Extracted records
##############################
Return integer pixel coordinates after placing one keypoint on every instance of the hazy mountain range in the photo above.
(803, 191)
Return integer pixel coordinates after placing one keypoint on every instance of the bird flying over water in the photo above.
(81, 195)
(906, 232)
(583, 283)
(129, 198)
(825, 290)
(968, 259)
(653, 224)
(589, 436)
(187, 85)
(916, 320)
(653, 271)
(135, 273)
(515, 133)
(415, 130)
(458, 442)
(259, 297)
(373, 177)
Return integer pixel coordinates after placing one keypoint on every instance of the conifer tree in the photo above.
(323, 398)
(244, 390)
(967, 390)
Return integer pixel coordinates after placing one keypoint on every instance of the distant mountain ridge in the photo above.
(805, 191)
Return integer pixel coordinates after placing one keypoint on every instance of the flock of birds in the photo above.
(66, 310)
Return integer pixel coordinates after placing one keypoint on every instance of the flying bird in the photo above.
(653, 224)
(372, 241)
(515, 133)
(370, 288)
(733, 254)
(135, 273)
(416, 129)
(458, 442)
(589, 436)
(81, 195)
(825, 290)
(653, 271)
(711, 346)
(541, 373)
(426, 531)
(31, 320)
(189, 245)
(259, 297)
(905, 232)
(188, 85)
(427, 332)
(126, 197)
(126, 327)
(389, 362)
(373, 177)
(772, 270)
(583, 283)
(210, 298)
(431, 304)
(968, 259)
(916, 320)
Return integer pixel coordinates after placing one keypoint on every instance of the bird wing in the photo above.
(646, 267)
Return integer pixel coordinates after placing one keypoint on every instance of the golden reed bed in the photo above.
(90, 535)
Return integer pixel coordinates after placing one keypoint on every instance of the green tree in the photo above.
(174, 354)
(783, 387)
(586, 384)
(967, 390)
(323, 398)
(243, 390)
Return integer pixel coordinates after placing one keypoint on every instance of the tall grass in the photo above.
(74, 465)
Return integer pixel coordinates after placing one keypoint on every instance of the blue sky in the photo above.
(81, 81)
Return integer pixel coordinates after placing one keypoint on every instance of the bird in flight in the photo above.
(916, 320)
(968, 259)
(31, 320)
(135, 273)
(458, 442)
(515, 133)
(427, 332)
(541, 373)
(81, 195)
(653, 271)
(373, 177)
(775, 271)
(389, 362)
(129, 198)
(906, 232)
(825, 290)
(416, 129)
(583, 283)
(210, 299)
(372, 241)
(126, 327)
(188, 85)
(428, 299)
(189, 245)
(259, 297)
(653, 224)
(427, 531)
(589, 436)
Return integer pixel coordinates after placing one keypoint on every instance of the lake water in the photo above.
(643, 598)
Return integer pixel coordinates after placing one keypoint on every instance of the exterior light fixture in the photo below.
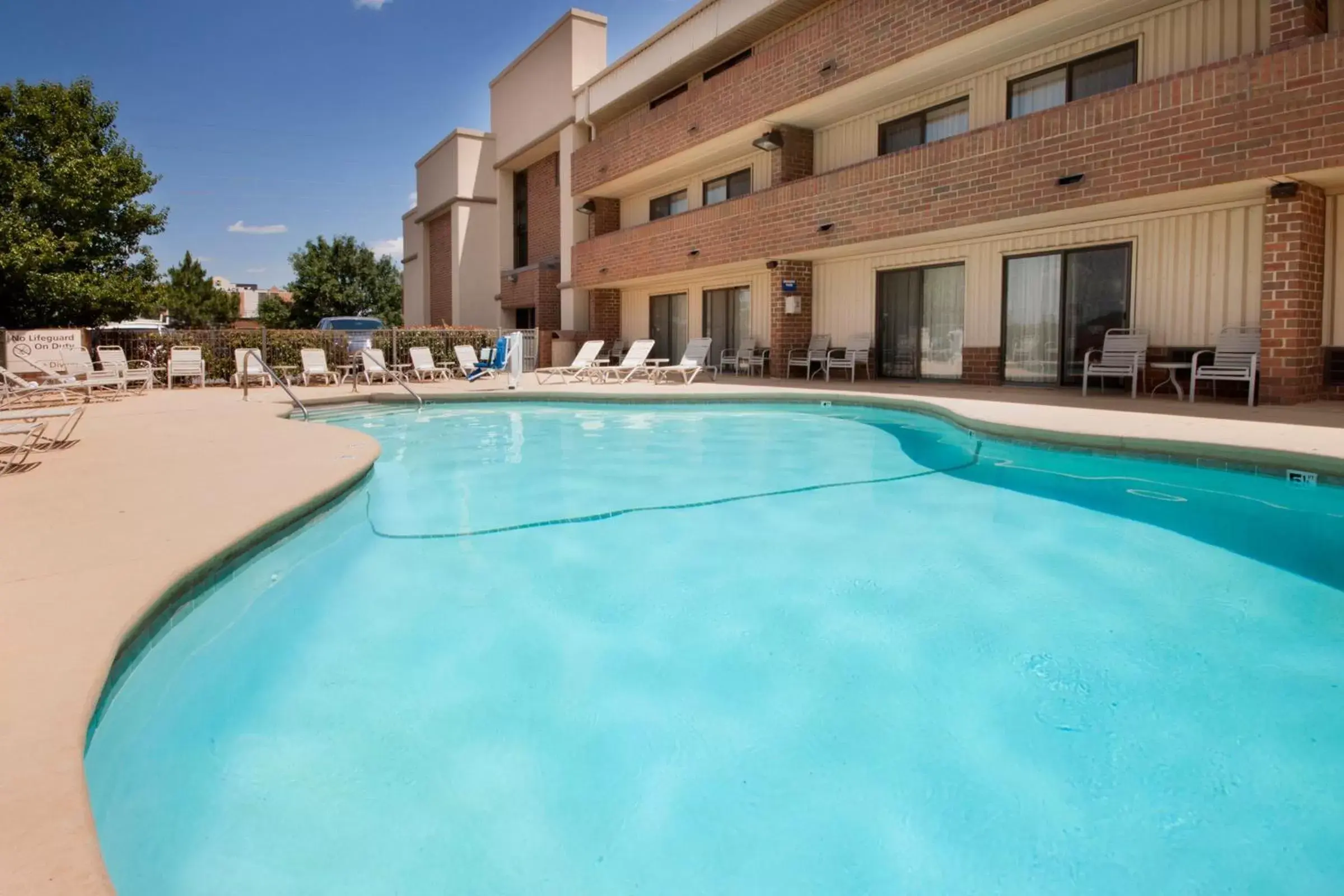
(769, 142)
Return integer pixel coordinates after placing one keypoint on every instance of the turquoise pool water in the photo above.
(745, 649)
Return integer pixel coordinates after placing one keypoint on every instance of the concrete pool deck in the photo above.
(159, 486)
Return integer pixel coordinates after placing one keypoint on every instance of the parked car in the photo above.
(361, 329)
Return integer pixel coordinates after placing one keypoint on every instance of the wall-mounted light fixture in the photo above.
(769, 142)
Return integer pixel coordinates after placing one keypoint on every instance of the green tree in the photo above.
(343, 278)
(273, 312)
(192, 298)
(72, 250)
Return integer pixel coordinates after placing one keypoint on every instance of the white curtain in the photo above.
(1043, 92)
(944, 321)
(948, 122)
(1032, 327)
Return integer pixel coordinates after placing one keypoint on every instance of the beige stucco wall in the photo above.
(1175, 38)
(1195, 272)
(535, 93)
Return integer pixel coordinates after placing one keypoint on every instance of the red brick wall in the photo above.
(795, 160)
(1296, 19)
(859, 35)
(1294, 297)
(982, 366)
(605, 315)
(790, 331)
(1253, 117)
(438, 240)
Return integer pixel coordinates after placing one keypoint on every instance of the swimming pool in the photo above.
(745, 649)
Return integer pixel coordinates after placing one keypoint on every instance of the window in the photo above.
(670, 96)
(669, 206)
(727, 63)
(721, 190)
(1077, 80)
(925, 127)
(519, 220)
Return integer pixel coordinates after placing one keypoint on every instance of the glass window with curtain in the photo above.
(669, 206)
(721, 190)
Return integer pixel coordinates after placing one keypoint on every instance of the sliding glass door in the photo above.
(1060, 305)
(670, 324)
(726, 318)
(921, 321)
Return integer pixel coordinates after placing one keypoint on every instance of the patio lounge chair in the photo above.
(629, 367)
(585, 359)
(185, 362)
(314, 363)
(1124, 355)
(68, 418)
(424, 366)
(21, 440)
(374, 365)
(851, 356)
(690, 366)
(1235, 359)
(113, 358)
(738, 358)
(816, 352)
(250, 361)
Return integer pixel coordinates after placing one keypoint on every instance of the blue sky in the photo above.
(304, 115)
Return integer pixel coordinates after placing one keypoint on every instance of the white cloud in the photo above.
(390, 248)
(239, 227)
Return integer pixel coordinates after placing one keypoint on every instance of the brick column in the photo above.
(606, 220)
(1294, 21)
(1294, 297)
(790, 331)
(795, 160)
(605, 315)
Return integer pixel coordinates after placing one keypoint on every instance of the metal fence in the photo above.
(283, 347)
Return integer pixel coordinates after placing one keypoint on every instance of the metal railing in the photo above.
(248, 359)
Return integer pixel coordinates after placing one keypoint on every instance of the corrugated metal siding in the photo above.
(1180, 36)
(635, 210)
(1195, 272)
(635, 304)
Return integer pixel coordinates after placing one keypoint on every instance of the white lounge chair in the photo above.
(584, 359)
(375, 366)
(185, 362)
(424, 366)
(816, 352)
(250, 361)
(629, 367)
(851, 356)
(80, 368)
(1124, 355)
(314, 365)
(690, 366)
(66, 417)
(113, 358)
(1235, 359)
(21, 438)
(738, 358)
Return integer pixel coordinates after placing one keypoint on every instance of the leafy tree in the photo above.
(273, 312)
(343, 278)
(192, 298)
(72, 233)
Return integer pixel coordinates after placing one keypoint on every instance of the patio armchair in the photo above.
(1235, 359)
(1124, 355)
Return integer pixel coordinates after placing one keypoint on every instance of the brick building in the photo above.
(980, 189)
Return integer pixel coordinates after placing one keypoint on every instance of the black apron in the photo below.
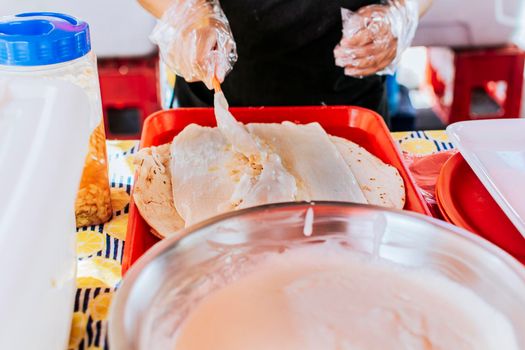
(286, 58)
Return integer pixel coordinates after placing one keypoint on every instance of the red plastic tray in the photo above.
(359, 125)
(465, 202)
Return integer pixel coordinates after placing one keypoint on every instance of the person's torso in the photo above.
(285, 50)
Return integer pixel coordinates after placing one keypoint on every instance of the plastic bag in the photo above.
(195, 40)
(375, 37)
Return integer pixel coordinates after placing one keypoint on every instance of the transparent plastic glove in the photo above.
(195, 40)
(375, 37)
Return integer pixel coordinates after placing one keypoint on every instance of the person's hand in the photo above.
(375, 37)
(195, 40)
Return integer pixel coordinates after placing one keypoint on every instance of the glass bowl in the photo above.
(161, 289)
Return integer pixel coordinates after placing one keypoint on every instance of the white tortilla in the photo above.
(152, 191)
(314, 161)
(210, 177)
(298, 163)
(381, 183)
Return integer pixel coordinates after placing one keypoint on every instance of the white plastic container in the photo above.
(41, 148)
(58, 47)
(120, 28)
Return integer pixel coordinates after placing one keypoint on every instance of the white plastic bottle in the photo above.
(41, 157)
(56, 46)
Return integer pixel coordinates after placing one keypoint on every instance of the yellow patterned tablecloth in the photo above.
(100, 247)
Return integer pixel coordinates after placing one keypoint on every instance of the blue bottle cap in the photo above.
(42, 38)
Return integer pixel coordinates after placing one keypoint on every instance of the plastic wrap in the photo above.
(195, 40)
(375, 37)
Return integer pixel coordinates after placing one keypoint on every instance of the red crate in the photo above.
(359, 125)
(129, 83)
(480, 69)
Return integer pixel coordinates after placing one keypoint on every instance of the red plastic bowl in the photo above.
(359, 125)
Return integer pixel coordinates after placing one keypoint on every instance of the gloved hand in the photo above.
(195, 40)
(375, 37)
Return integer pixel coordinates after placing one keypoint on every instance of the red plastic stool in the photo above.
(497, 73)
(129, 89)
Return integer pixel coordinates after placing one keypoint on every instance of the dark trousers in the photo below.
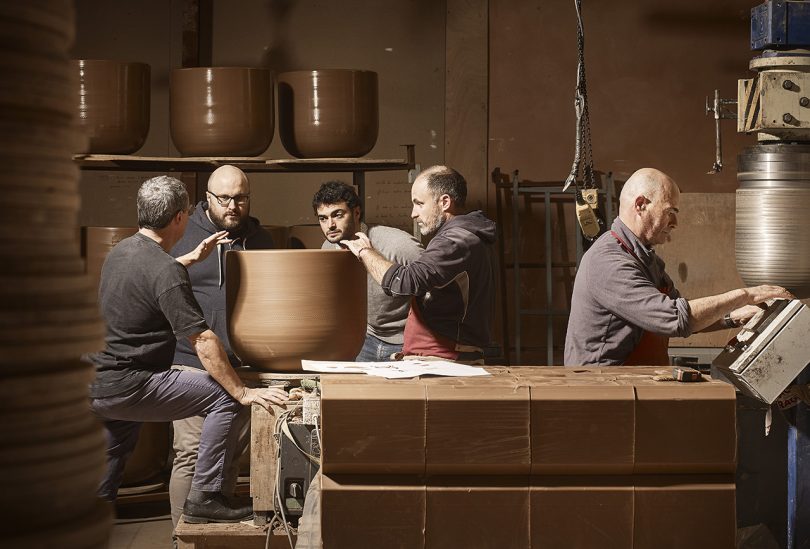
##############################
● WRITTEN EXERCISE
Reproduce the items word for word, starting at the line that contains "stool in the photo above." and ending with the last of the items. Omit any pictures from the output.

● FINAL ANSWER
Return integer pixel coordinates after placing one keypoint on every instance of the red plastic stool in the photo above.
(497, 73)
(129, 89)
Return integer pixel coordinates after placing one keypoint on every instance of the dark trousers in the photo below.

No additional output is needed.